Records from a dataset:

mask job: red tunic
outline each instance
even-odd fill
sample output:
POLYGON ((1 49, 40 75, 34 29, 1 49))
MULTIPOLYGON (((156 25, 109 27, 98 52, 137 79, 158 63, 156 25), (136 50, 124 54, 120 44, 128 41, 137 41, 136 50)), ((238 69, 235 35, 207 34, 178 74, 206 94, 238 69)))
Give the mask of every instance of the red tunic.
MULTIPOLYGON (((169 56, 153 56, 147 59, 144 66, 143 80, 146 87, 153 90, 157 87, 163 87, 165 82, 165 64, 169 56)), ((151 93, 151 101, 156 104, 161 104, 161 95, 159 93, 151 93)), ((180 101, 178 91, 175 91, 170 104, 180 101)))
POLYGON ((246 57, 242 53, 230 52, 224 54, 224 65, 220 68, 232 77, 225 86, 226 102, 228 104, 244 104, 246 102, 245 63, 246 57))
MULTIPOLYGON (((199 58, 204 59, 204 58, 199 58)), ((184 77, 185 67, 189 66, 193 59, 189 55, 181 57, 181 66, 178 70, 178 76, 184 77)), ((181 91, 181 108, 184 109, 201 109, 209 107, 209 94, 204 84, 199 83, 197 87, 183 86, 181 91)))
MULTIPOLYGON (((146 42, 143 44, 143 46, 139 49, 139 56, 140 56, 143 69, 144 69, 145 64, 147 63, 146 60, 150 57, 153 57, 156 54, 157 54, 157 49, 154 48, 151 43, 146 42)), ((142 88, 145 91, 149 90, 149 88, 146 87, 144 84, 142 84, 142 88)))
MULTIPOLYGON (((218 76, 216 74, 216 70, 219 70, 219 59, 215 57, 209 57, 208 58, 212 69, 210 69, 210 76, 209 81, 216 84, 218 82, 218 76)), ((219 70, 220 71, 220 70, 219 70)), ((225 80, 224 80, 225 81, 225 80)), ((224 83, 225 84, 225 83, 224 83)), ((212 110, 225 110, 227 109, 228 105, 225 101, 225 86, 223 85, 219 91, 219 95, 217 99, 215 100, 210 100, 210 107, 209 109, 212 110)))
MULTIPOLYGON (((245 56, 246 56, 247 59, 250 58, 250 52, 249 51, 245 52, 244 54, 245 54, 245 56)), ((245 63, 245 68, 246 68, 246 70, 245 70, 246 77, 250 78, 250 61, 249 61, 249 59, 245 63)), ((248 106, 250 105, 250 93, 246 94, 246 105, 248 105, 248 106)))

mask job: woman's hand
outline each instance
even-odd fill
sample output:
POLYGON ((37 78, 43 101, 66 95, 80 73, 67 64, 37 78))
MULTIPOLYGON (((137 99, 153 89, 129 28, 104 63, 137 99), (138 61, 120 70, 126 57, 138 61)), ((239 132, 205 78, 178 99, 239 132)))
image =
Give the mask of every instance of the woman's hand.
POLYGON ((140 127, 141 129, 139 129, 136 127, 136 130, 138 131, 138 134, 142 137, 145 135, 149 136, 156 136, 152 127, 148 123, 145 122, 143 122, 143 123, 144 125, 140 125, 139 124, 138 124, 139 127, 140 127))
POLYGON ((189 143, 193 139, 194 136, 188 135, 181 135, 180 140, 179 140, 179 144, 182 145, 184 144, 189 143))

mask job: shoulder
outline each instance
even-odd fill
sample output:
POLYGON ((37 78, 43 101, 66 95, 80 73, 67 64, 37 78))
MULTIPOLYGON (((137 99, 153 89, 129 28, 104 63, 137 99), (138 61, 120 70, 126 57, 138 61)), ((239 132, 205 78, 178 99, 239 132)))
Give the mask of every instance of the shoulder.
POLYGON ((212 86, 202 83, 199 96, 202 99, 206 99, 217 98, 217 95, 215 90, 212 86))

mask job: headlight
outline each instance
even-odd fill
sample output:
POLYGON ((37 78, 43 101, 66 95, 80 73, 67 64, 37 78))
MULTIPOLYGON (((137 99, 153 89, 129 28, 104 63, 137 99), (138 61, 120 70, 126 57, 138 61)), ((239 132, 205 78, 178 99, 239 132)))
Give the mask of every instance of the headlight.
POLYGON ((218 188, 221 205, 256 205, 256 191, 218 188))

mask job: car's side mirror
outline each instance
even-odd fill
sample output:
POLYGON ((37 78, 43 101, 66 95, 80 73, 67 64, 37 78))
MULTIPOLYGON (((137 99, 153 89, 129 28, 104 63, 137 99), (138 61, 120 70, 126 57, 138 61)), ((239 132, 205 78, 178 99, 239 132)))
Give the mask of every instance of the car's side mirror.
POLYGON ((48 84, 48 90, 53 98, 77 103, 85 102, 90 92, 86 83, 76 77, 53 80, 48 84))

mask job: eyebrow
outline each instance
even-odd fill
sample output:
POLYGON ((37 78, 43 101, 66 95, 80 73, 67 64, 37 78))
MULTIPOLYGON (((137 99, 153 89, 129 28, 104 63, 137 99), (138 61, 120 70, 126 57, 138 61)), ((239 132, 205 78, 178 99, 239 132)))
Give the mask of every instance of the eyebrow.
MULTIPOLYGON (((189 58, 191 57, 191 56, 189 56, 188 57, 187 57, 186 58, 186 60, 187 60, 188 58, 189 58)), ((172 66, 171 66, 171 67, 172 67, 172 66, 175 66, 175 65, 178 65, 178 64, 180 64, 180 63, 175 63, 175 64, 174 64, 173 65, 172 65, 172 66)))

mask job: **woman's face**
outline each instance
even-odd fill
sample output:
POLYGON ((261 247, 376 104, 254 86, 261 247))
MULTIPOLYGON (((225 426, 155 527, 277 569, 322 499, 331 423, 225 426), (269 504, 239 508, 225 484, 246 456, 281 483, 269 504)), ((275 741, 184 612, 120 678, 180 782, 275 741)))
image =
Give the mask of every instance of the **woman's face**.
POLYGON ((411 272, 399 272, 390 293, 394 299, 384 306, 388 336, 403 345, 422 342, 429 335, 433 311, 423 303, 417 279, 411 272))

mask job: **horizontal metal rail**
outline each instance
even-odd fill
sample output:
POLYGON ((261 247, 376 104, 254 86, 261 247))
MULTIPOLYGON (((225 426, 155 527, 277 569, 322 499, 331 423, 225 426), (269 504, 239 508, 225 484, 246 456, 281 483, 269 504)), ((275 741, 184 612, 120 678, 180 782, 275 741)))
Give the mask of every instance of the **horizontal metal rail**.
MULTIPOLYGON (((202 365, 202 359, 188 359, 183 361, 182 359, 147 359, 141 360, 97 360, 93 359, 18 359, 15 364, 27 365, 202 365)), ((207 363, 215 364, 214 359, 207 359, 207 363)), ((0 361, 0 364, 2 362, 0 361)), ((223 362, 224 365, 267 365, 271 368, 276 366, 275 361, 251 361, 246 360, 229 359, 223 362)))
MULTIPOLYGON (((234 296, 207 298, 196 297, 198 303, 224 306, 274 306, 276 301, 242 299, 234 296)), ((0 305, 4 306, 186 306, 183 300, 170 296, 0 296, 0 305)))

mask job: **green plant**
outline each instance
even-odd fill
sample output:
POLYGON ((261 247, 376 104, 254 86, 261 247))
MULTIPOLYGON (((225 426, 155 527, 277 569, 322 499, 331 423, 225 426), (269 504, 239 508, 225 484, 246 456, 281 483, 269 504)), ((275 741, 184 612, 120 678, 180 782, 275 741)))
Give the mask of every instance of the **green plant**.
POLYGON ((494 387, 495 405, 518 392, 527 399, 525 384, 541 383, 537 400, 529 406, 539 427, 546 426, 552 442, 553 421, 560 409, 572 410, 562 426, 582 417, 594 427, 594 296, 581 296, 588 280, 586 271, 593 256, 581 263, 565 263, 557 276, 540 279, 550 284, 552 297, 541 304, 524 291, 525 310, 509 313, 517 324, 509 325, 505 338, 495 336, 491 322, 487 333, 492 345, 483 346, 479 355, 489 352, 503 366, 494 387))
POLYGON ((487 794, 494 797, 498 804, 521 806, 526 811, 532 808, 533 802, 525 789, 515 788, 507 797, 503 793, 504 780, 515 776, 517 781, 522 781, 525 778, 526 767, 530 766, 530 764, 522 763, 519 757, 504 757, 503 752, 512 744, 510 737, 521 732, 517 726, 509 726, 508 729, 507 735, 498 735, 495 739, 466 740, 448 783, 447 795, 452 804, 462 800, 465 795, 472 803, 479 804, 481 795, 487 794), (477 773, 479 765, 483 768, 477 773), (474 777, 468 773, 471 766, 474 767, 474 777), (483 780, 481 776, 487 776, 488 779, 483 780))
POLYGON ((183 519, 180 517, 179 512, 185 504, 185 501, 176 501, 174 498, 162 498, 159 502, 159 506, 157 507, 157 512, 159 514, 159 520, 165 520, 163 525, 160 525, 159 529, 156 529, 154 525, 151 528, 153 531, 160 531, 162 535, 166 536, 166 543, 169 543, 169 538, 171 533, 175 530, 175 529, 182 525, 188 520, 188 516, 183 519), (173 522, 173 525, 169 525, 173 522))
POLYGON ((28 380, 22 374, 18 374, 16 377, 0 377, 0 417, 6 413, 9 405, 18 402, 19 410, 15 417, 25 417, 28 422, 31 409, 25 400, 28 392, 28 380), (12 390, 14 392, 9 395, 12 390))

### What you have to do
Put the lines from the start of the records through the line holding "Give the mask of every instance of the red", inclusive, into a numbered list, skipping any blank lines.

### Complete output
1. mask job: red tunic
2. outline each instance
3. even-odd fill
4. sample output:
5. POLYGON ((1 49, 40 75, 34 29, 1 49))
6. MULTIPOLYGON (((156 25, 109 27, 98 52, 137 79, 158 63, 156 25), (136 50, 124 54, 120 44, 128 41, 137 41, 136 50)), ((238 69, 235 35, 207 34, 178 74, 206 94, 238 69)))
7. Give the mask of every instance of the red tunic.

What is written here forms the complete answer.